BEGIN The input

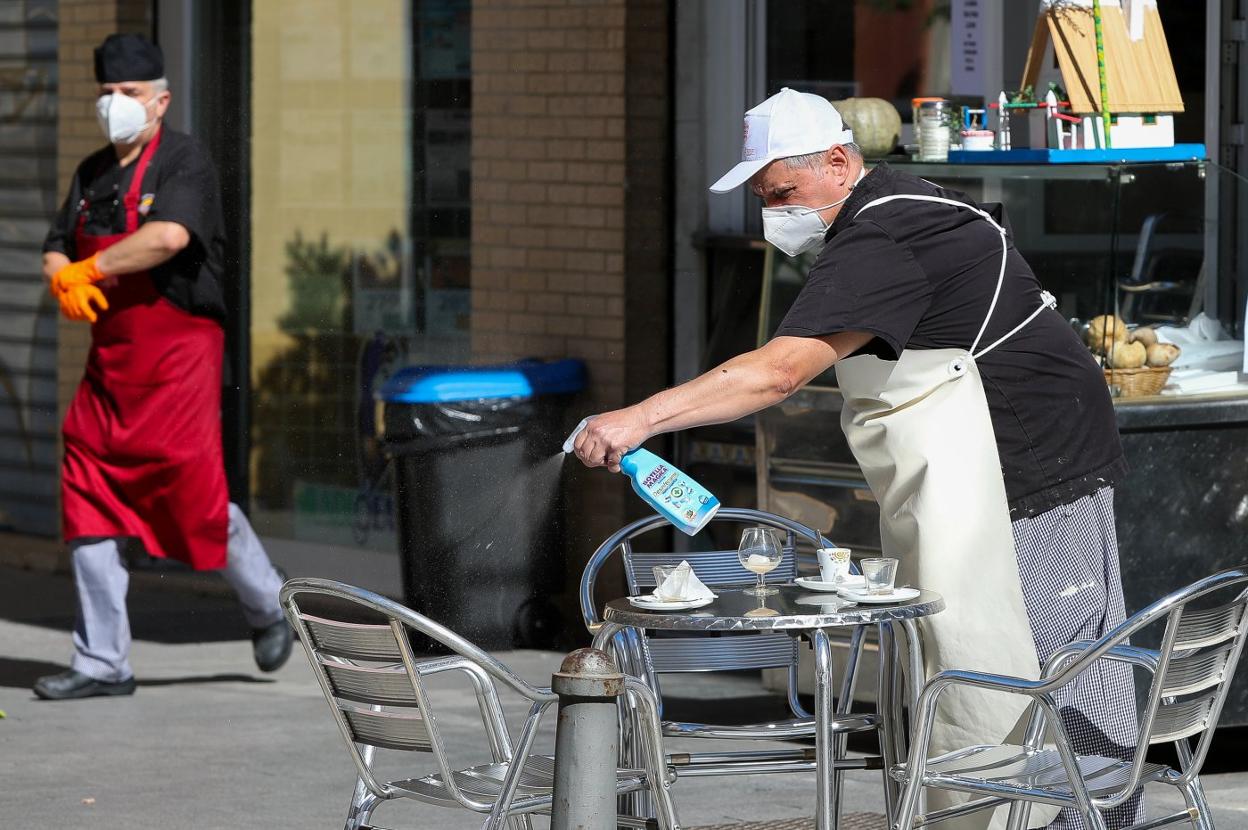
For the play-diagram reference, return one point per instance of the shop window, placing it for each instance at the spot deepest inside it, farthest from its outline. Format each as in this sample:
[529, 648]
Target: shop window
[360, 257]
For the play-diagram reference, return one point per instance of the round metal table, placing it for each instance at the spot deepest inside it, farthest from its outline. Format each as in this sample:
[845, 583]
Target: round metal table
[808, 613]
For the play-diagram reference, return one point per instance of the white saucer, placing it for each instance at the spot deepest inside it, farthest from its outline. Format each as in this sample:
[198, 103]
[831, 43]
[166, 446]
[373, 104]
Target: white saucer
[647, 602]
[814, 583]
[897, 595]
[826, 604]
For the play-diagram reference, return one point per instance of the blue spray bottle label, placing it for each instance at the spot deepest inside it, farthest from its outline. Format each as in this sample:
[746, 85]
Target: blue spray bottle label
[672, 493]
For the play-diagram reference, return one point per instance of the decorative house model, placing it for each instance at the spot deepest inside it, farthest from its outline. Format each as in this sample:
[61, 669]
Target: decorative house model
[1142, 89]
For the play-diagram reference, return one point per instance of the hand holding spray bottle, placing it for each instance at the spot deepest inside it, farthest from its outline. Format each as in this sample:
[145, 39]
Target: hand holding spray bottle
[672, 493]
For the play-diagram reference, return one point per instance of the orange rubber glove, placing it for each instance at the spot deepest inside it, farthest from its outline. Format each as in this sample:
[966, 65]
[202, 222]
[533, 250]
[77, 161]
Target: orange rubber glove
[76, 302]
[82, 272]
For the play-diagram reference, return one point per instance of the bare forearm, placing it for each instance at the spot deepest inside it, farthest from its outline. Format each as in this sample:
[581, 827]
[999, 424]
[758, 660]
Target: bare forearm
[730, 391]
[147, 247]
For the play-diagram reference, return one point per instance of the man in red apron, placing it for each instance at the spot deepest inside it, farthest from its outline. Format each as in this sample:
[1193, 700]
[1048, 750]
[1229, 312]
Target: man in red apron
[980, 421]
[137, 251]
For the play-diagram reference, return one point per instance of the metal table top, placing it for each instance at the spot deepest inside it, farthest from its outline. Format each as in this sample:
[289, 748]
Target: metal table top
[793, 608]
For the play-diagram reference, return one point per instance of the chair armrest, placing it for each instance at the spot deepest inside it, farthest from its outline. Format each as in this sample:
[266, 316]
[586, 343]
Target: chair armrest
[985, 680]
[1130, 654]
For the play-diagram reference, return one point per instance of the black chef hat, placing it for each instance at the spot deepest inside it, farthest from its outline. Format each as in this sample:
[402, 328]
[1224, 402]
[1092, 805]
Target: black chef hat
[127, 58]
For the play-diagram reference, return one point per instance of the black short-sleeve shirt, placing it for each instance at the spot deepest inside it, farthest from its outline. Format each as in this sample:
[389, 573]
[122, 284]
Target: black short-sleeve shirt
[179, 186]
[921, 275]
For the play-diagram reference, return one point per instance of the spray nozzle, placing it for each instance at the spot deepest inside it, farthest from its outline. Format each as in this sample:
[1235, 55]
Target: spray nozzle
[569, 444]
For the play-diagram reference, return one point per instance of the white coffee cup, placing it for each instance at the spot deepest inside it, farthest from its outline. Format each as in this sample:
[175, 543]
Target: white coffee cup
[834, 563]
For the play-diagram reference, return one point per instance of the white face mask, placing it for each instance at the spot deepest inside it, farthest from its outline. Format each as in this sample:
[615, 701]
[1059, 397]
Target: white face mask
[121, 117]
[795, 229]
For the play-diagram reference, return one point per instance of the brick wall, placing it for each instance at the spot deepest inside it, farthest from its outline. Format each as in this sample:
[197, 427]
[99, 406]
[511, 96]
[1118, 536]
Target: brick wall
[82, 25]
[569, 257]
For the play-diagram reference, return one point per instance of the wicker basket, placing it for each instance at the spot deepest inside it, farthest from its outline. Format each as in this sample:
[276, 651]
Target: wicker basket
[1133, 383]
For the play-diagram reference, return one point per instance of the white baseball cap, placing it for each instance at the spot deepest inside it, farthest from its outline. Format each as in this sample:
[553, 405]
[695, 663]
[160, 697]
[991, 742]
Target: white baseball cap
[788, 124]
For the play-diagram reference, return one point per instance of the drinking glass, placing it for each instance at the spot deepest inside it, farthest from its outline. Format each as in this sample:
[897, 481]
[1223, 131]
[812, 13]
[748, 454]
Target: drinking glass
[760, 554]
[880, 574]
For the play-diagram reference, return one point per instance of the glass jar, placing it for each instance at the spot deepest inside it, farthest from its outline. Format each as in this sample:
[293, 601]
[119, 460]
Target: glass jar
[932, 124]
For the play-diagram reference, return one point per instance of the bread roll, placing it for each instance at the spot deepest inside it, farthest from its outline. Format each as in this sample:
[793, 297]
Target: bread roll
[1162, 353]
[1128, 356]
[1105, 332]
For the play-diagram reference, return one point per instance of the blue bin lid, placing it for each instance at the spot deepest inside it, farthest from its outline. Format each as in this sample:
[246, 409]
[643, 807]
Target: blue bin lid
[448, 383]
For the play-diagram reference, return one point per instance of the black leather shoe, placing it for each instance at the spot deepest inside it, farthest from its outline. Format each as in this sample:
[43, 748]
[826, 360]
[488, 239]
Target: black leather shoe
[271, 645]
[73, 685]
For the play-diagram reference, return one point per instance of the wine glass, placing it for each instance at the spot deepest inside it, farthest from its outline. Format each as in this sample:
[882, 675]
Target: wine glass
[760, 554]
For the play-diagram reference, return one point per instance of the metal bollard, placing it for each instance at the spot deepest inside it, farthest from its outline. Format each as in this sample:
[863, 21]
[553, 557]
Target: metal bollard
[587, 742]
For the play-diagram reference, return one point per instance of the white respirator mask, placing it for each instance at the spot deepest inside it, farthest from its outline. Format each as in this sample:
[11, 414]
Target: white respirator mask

END The input

Instructions for the task: Go through the records line by line, and copy each line that holds the string "respirator".

Response to the task:
For the play-diagram reference, return one point per instance of the white respirator mask, placing it for each instance at the spot deepest inside it, farthest from its outline. Format each as in this sample:
Target: white respirator mask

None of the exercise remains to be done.